■ **TO DO**: Are you able to retype all the records below exactly?

◆ ◆ ◆

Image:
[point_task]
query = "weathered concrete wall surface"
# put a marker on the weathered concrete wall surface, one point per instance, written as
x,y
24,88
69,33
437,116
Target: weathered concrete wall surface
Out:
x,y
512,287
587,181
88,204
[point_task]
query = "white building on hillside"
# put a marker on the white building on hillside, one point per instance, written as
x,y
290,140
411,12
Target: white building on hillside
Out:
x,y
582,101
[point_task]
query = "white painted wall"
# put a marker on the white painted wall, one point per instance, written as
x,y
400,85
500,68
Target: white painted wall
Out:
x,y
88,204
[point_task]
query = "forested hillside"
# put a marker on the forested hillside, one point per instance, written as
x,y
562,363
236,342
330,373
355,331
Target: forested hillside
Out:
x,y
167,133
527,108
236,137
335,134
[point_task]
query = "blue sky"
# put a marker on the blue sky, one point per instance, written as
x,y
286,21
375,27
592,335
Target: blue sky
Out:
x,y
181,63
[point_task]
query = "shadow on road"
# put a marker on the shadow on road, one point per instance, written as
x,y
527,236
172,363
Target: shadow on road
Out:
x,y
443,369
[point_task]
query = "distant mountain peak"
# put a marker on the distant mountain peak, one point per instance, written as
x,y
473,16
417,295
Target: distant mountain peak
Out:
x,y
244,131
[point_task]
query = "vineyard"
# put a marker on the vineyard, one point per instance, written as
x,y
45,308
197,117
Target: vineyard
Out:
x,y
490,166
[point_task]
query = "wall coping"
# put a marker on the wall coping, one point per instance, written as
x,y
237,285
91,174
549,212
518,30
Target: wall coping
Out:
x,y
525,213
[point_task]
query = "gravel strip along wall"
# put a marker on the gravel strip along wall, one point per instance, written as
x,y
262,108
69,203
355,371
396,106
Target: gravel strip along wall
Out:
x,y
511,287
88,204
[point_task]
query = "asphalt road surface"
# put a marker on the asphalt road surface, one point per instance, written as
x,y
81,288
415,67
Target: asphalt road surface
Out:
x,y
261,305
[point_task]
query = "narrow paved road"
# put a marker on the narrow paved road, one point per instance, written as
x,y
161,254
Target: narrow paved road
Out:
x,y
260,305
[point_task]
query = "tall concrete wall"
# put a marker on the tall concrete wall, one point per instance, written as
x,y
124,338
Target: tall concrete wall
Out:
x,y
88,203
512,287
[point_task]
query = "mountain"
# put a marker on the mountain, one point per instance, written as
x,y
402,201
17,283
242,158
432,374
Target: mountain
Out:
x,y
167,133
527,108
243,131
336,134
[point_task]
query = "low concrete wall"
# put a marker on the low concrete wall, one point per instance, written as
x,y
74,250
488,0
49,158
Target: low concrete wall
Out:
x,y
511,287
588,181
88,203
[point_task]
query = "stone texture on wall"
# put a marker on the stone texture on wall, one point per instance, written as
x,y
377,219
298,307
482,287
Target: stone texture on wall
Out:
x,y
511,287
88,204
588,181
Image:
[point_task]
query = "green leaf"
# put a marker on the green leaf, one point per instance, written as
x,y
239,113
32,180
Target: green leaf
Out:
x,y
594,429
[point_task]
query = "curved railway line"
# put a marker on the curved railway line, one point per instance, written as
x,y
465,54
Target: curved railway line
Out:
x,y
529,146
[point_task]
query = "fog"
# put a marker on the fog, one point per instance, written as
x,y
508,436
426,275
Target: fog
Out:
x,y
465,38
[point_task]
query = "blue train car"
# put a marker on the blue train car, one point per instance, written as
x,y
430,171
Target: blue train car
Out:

◆ ◆ ◆

■ **THE OUTPUT**:
Image:
[point_task]
query = "weathered concrete wall surface"
# put a marker on the weathered concrete wall surface, one point per instance, written as
x,y
24,88
69,33
437,116
Target: weathered concrete wall surface
Out:
x,y
512,287
587,181
88,204
[point_task]
query = "white building on hillside"
# put a marker on the white building on hillside, one point per instance, written as
x,y
290,140
411,12
Target: white building on hillside
Out:
x,y
582,101
[point_task]
query = "white painted wall"
# put a marker on the white painted wall, one point per instance, written as
x,y
400,85
500,68
Target: white painted wall
Out:
x,y
88,204
[point_task]
query = "forested hillside"
# put a marker on the forested hillside, one point per instance, written as
x,y
562,363
236,342
330,373
355,331
Target: forested hillside
Out:
x,y
167,133
527,108
236,137
335,134
[point_task]
query = "blue sky"
# put a marker on the blue sky, one point per instance, written as
x,y
286,21
375,27
592,335
Target: blue sky
Out:
x,y
181,63
[point_task]
query = "shadow on road"
# put a marker on the shadow on road, one point per instance, written as
x,y
527,236
172,363
Target: shadow on road
Out:
x,y
443,369
[point_task]
query = "distant mountain peak"
# put a marker on the distant mountain peak, one point per instance, written as
x,y
473,16
417,295
Target: distant mountain peak
Out:
x,y
244,131
[point_task]
query = "vineyard"
# put a marker on the vineyard, one point per instance, written as
x,y
45,308
197,117
Target: vineyard
Out:
x,y
490,166
[point_task]
query = "wall coping"
# put a marker on the wall coping, one point per instance, written as
x,y
237,285
91,174
549,212
518,30
Target: wall coping
Out:
x,y
525,213
[point_task]
query = "gravel strip along wall"
# put a marker on the gravel strip along wall, one point per instance, written as
x,y
262,108
69,203
355,371
396,106
Target: gravel strip along wall
Out:
x,y
511,287
88,204
[point_task]
query = "asphalt road surface"
# put a marker on the asphalt road surface, one point per instance, written as
x,y
81,288
415,67
Target: asphalt road surface
Out:
x,y
261,305
[point_task]
query = "narrow paved road"
# put a marker on the narrow paved road, one point per instance, written as
x,y
161,254
Target: narrow paved road
Out:
x,y
260,305
[point_task]
query = "tall concrete wall"
# put a marker on the tall concrete wall, one point per instance, written as
x,y
124,338
Target: tall concrete wall
Out:
x,y
88,203
512,287
[point_task]
query = "mountain"
# put a marker on the mountain, one point per instance, written as
x,y
402,201
17,283
242,158
432,374
Target: mountain
Out:
x,y
167,133
527,108
243,131
336,134
[point_task]
query = "low concrete wall"
# put a marker on the low concrete wall, one point per instance, written as
x,y
74,250
488,0
49,158
Target: low concrete wall
Out:
x,y
511,287
588,181
88,203
[point_task]
query = "stone texture on wall"
# put a marker on the stone texture on wall, one point per instance, written as
x,y
377,219
298,307
482,287
Target: stone texture on wall
Out:
x,y
511,287
88,204
588,181
Image:
[point_task]
query = "green leaf"
# put a marker on the green leaf, one point per instance, written as
x,y
239,113
32,180
Target: green leaf
Out:
x,y
594,429
[point_task]
query = "curved railway line"
# put a marker on the curved railway line, one point per instance, written as
x,y
465,54
Target: curved railway line
Out:
x,y
529,146
[point_task]
query = "fog"
# put a marker on the fog, one point per instance, written as
x,y
508,436
426,275
Target: fog
Out:
x,y
465,38
[point_task]
query = "blue train car"
# put a marker on the blue train car, one point per instance, written as
x,y
430,171
Target: blue train car
Out:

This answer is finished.